━━━━━ DATA SHOWN ━━━━━

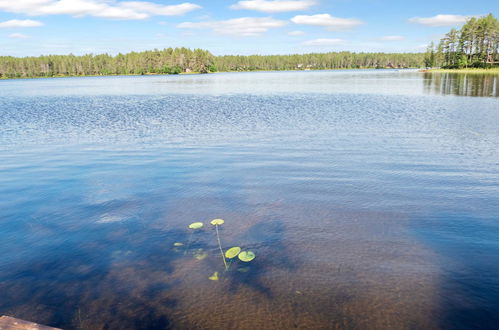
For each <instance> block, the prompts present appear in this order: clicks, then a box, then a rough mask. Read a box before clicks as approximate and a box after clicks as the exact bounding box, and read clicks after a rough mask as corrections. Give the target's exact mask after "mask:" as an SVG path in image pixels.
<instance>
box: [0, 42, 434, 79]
mask: <svg viewBox="0 0 499 330" xmlns="http://www.w3.org/2000/svg"><path fill="white" fill-rule="evenodd" d="M424 58H425V57H424V54H423V53H401V54H388V53H352V52H335V53H333V52H331V53H323V54H319V53H314V54H300V55H298V54H295V55H269V56H260V55H252V56H231V55H228V56H214V55H212V54H211V53H210V52H209V51H206V50H202V49H194V50H191V49H188V48H166V49H163V50H157V49H155V50H152V51H145V52H140V53H139V52H131V53H128V54H118V55H116V56H111V55H108V54H101V55H94V54H87V55H83V56H75V55H72V54H70V55H48V56H39V57H23V58H16V57H11V56H0V78H30V77H54V76H57V77H62V76H94V75H127V74H138V75H145V74H179V73H185V72H199V73H209V72H217V71H256V70H323V69H353V68H385V67H393V68H406V67H421V66H422V65H423V62H424Z"/></svg>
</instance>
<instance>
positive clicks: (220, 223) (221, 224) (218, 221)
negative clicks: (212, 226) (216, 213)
mask: <svg viewBox="0 0 499 330" xmlns="http://www.w3.org/2000/svg"><path fill="white" fill-rule="evenodd" d="M224 222H225V221H223V220H222V219H214V220H211V224H212V225H213V226H217V225H218V226H220V225H223V223H224Z"/></svg>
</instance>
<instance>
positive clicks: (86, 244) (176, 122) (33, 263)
mask: <svg viewBox="0 0 499 330" xmlns="http://www.w3.org/2000/svg"><path fill="white" fill-rule="evenodd" d="M498 80H499V77H497V76H493V75H489V76H487V75H485V76H483V75H459V74H436V73H433V74H432V73H420V72H417V71H415V70H338V71H320V72H313V71H310V72H259V73H218V74H211V75H182V76H137V77H131V76H127V77H88V78H60V79H33V80H3V81H0V159H1V162H0V225H1V230H0V248H1V251H2V257H1V258H0V315H1V314H5V315H10V316H14V317H17V318H21V319H26V320H29V321H33V322H38V323H42V324H46V325H50V326H56V327H61V328H66V329H169V328H174V329H184V328H190V329H194V328H196V329H292V328H302V329H305V328H307V329H334V328H345V329H366V328H370V329H487V328H490V329H493V328H497V327H499V98H498V96H499V86H498V85H499V84H498V82H499V81H498ZM215 218H221V219H224V220H225V223H224V224H223V225H221V226H220V228H219V229H220V230H219V235H220V240H221V245H222V248H223V249H224V251H225V250H227V249H228V248H230V247H233V246H239V247H241V248H242V249H243V250H251V251H253V252H254V253H255V254H256V258H255V259H254V260H252V261H251V262H248V263H245V262H242V261H239V260H238V259H237V257H236V258H235V259H234V260H233V261H231V262H230V268H229V270H228V271H225V268H224V264H223V260H222V257H221V255H220V251H219V246H218V243H217V234H216V230H215V227H214V226H212V225H211V224H210V221H211V220H212V219H215ZM199 221H200V222H203V223H204V226H203V227H202V228H201V229H189V228H188V226H189V224H191V223H193V222H199ZM175 243H181V244H183V245H181V244H175ZM215 272H218V280H213V279H215V276H214V273H215ZM210 277H211V278H212V279H210Z"/></svg>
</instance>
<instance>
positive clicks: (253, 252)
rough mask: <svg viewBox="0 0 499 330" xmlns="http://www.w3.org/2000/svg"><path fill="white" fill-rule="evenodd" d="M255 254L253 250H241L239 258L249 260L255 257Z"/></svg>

━━━━━

- TASK
Exclude the images, then output the data above word for word.

- RESPONSE TO THE TASK
For each <instance> block, the prompts present appear in this order: clicks, then a box, then a rough mask. Read a box before clicks as approximate and a box after clicks as the exact bounding box, and read clicks after a rough mask as corrections. Give the target's exact mask after "mask:" as an SVG path in image pixels.
<instance>
box: [0, 42, 434, 79]
mask: <svg viewBox="0 0 499 330" xmlns="http://www.w3.org/2000/svg"><path fill="white" fill-rule="evenodd" d="M424 58H425V57H424V54H423V53H401V54H388V53H352V52H335V53H333V52H331V53H323V54H319V53H314V54H300V55H298V54H295V55H269V56H260V55H252V56H231V55H228V56H214V55H212V54H211V53H210V52H209V51H206V50H202V49H194V50H191V49H188V48H166V49H163V50H157V49H155V50H152V51H145V52H140V53H139V52H131V53H128V54H118V55H116V56H111V55H108V54H101V55H94V54H87V55H83V56H75V55H72V54H70V55H48V56H39V57H23V58H16V57H11V56H0V78H30V77H54V76H57V77H62V76H94V75H127V74H138V75H145V74H179V73H185V72H199V73H209V72H217V71H256V70H323V69H353V68H385V67H393V68H406V67H421V66H422V65H423V62H424Z"/></svg>
</instance>
<instance>
positive clicks: (220, 223) (221, 224) (218, 221)
negative clicks: (212, 226) (216, 213)
mask: <svg viewBox="0 0 499 330" xmlns="http://www.w3.org/2000/svg"><path fill="white" fill-rule="evenodd" d="M224 222H225V221H223V220H222V219H214V220H211V224H212V225H213V226H217V225H218V226H220V225H223V223H224Z"/></svg>
</instance>
<instance>
positive clicks: (86, 244) (176, 122) (33, 263)
mask: <svg viewBox="0 0 499 330" xmlns="http://www.w3.org/2000/svg"><path fill="white" fill-rule="evenodd" d="M498 80H499V77H497V76H493V75H489V76H487V75H485V76H483V75H459V74H436V73H433V74H432V73H420V72H417V71H415V70H338V71H320V72H313V71H310V72H259V73H218V74H211V75H182V76H137V77H131V76H127V77H88V78H60V79H33V80H3V81H0V159H1V162H0V225H1V230H0V248H1V251H2V257H1V258H0V315H1V314H5V315H10V316H14V317H17V318H21V319H26V320H29V321H33V322H38V323H42V324H46V325H50V326H56V327H61V328H66V329H169V328H174V329H184V328H190V329H194V328H196V329H292V328H302V329H305V328H307V329H334V328H345V329H366V328H370V329H487V328H490V329H493V328H497V327H499V98H498V96H499V86H498V85H499V84H498V82H499V81H498ZM215 218H221V219H224V220H225V223H224V224H223V225H221V226H220V228H219V229H220V230H219V235H220V240H221V245H222V248H223V249H224V251H225V250H227V249H228V248H230V247H233V246H239V247H241V248H242V249H243V250H251V251H253V252H254V253H255V254H256V258H255V259H254V260H252V261H251V262H248V263H245V262H242V261H239V260H238V259H237V257H236V258H235V259H234V260H233V261H231V262H230V268H229V270H228V271H225V268H224V264H223V260H222V257H221V255H220V251H219V246H218V243H217V234H216V230H215V227H214V226H212V225H211V224H210V221H211V220H212V219H215ZM199 221H200V222H203V223H204V226H203V227H202V228H201V229H189V228H188V226H189V224H191V223H193V222H199ZM175 243H181V244H183V245H181V244H175ZM215 272H218V280H213V279H215V276H214V273H215ZM210 277H211V278H212V279H210Z"/></svg>
</instance>
<instance>
positive clicks: (253, 252)
rough mask: <svg viewBox="0 0 499 330" xmlns="http://www.w3.org/2000/svg"><path fill="white" fill-rule="evenodd" d="M255 254L253 250H241L239 258L249 260L255 257Z"/></svg>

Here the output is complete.